▶

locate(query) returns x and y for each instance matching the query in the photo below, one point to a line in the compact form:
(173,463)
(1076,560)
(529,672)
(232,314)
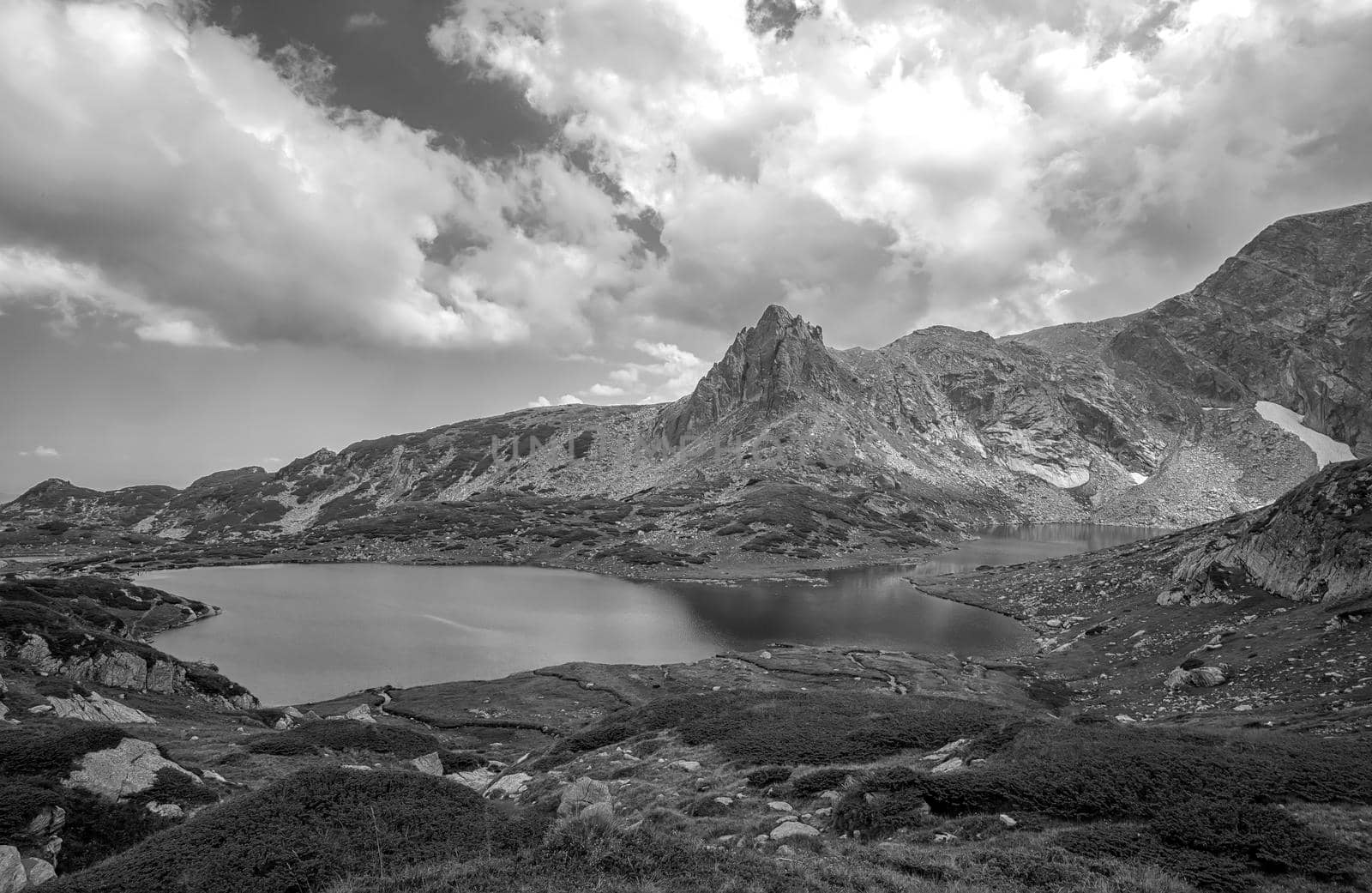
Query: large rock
(788,830)
(48,822)
(581,794)
(98,709)
(13,877)
(477,780)
(1312,545)
(38,655)
(121,771)
(39,872)
(511,785)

◀

**Exercise task**
Copy every line above word for word, and leave the picture out of your copy.

**Written answer**
locate(query) returns x and y for each instance matching the query in the photo below, one point to a line in the compact form:
(173,463)
(1076,560)
(529,672)
(232,314)
Query: large rock
(788,830)
(48,822)
(581,794)
(98,709)
(13,877)
(477,780)
(1312,545)
(38,655)
(121,771)
(39,872)
(511,785)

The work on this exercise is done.